_Problem_
The goal is a clean copy of all the data below, with pictures dropped and everything else retyped exactly.

== Segment start ==

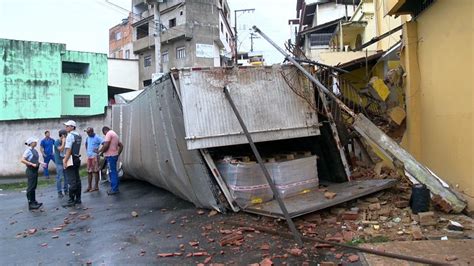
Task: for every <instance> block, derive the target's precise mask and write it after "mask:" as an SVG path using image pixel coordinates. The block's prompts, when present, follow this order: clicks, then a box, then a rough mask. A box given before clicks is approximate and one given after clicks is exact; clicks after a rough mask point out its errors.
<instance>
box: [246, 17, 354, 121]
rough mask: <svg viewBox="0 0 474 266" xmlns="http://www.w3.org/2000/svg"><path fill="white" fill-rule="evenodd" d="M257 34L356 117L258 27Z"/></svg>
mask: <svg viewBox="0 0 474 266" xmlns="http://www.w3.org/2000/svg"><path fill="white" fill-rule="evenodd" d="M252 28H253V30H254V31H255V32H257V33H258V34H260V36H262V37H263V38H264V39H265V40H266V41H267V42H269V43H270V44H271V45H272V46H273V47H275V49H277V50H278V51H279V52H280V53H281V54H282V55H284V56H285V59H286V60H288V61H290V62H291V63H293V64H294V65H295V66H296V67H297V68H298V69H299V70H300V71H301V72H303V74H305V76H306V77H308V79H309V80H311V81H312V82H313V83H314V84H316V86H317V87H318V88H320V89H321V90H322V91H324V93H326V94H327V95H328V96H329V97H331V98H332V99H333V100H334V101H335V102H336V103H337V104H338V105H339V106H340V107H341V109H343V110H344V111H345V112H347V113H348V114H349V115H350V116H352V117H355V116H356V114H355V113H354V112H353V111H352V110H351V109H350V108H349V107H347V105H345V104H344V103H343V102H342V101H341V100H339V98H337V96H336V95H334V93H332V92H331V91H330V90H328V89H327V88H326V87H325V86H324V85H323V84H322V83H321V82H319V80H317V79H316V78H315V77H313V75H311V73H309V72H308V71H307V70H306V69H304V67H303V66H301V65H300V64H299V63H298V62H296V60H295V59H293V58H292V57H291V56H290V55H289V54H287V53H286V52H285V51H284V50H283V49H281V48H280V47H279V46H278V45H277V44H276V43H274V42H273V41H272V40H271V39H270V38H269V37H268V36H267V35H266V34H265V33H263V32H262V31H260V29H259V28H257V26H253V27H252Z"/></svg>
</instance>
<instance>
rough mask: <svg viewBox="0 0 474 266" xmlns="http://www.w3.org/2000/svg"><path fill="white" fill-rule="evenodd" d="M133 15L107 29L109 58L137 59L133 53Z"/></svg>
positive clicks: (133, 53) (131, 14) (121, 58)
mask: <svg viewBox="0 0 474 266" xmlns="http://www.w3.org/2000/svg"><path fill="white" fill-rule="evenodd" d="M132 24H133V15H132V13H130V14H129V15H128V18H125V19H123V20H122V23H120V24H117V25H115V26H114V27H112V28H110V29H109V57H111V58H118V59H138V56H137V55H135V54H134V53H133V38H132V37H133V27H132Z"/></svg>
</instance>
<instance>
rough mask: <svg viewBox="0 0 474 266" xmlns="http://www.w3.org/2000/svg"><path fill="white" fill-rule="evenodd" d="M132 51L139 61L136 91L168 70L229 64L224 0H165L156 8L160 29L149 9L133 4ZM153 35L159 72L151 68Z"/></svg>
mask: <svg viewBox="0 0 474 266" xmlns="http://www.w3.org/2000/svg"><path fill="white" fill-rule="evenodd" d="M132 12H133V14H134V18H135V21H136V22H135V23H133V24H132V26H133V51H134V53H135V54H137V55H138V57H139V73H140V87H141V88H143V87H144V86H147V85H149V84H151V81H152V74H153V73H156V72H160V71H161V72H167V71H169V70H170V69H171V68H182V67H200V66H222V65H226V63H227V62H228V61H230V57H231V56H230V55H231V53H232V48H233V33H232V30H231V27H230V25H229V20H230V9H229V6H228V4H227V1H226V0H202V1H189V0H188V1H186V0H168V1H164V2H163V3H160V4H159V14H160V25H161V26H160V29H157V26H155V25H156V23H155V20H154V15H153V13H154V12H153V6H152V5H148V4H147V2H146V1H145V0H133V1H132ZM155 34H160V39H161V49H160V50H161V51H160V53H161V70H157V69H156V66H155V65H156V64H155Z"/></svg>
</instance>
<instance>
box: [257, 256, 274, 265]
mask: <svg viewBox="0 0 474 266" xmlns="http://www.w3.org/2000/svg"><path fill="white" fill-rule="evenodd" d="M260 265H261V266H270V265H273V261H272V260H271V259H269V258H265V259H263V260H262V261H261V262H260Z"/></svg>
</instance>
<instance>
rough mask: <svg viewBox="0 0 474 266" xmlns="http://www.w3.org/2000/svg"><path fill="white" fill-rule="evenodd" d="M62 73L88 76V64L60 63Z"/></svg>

== Segment end ==

_Response_
Task: for every <instance> block, derive the target's precise mask and write it after "mask:" as an SVG path using image pixel coordinates. The block's prompts, when present, follow this order: clicks, then a box, then a rough mask. A box given before clicks is approximate and one given after clicks is exact; clicks after a rough mask point out its errors.
<instance>
box: [246, 17, 354, 121]
rough mask: <svg viewBox="0 0 474 266" xmlns="http://www.w3.org/2000/svg"><path fill="white" fill-rule="evenodd" d="M257 34L356 117L258 27Z"/></svg>
mask: <svg viewBox="0 0 474 266" xmlns="http://www.w3.org/2000/svg"><path fill="white" fill-rule="evenodd" d="M252 28H253V30H254V31H255V32H257V33H258V34H260V36H262V37H263V38H264V39H265V40H266V41H267V42H269V43H270V44H271V45H272V46H273V47H275V49H277V50H278V51H279V52H280V53H281V54H282V55H284V56H285V59H286V60H288V61H290V62H291V63H293V64H294V65H295V66H296V67H297V68H298V69H299V70H300V71H301V72H303V74H305V76H306V77H308V79H309V80H311V81H312V82H313V83H314V84H316V86H317V87H318V88H320V89H321V90H322V91H324V93H326V94H327V95H328V96H329V97H331V98H332V99H333V100H334V101H335V102H336V103H337V104H338V105H339V106H340V107H341V109H343V110H344V111H345V112H347V113H348V114H349V115H350V116H352V117H355V116H356V114H355V113H354V112H353V111H352V110H351V109H350V108H349V107H347V105H345V104H344V103H343V102H342V101H341V100H339V98H337V96H336V95H334V93H332V92H331V91H330V90H328V89H327V88H326V87H325V86H324V85H323V84H322V83H321V82H319V80H317V79H316V78H315V77H313V75H311V73H309V72H308V71H307V70H306V69H304V67H303V66H301V65H300V64H299V63H298V62H296V60H295V59H293V58H292V57H291V56H290V55H289V54H287V53H286V52H285V51H284V50H283V49H281V48H280V47H279V46H278V45H277V44H276V43H274V42H273V41H272V40H271V39H270V38H269V37H268V36H267V35H266V34H265V33H263V32H262V31H260V29H259V28H257V26H253V27H252Z"/></svg>
</instance>
<instance>
rough mask: <svg viewBox="0 0 474 266" xmlns="http://www.w3.org/2000/svg"><path fill="white" fill-rule="evenodd" d="M133 15L107 29L109 58L137 59L133 53Z"/></svg>
positive clicks: (133, 53) (131, 14) (121, 58)
mask: <svg viewBox="0 0 474 266" xmlns="http://www.w3.org/2000/svg"><path fill="white" fill-rule="evenodd" d="M132 24H133V15H132V13H130V14H129V15H128V18H125V19H123V20H122V23H120V24H117V25H115V26H114V27H112V28H110V29H109V57H111V58H118V59H138V56H137V55H135V54H134V53H133V38H132V37H133V27H132Z"/></svg>
</instance>
<instance>
rough mask: <svg viewBox="0 0 474 266" xmlns="http://www.w3.org/2000/svg"><path fill="white" fill-rule="evenodd" d="M132 51L139 61L136 91L168 70L229 64L224 0H165L156 8L160 29L149 9L133 4ZM153 35L159 72L151 68Z"/></svg>
mask: <svg viewBox="0 0 474 266" xmlns="http://www.w3.org/2000/svg"><path fill="white" fill-rule="evenodd" d="M132 12H133V14H134V18H135V21H136V22H135V23H133V24H132V26H133V51H134V53H135V54H137V55H138V57H139V73H140V87H141V88H143V87H144V86H147V85H149V84H151V81H152V74H153V73H156V72H160V71H161V72H167V71H169V70H170V69H171V68H182V67H200V66H222V65H226V63H227V62H228V61H230V57H231V56H230V55H231V53H232V48H233V33H232V30H231V27H230V25H229V20H230V9H229V6H228V4H227V1H226V0H202V1H189V0H188V1H186V0H168V1H164V2H163V3H160V4H159V14H160V25H161V26H160V29H157V26H155V25H156V23H155V20H154V15H153V13H154V12H153V6H152V5H148V4H147V2H146V1H145V0H133V1H132ZM155 34H160V39H161V49H160V50H161V51H160V53H161V70H157V69H156V66H155V65H156V64H155Z"/></svg>
</instance>
<instance>
box: [257, 256, 274, 265]
mask: <svg viewBox="0 0 474 266" xmlns="http://www.w3.org/2000/svg"><path fill="white" fill-rule="evenodd" d="M260 265H261V266H270V265H273V261H272V260H271V259H269V258H265V259H263V260H262V261H261V262H260Z"/></svg>
</instance>
<instance>
rough mask: <svg viewBox="0 0 474 266" xmlns="http://www.w3.org/2000/svg"><path fill="white" fill-rule="evenodd" d="M62 73L88 76V64L60 63Z"/></svg>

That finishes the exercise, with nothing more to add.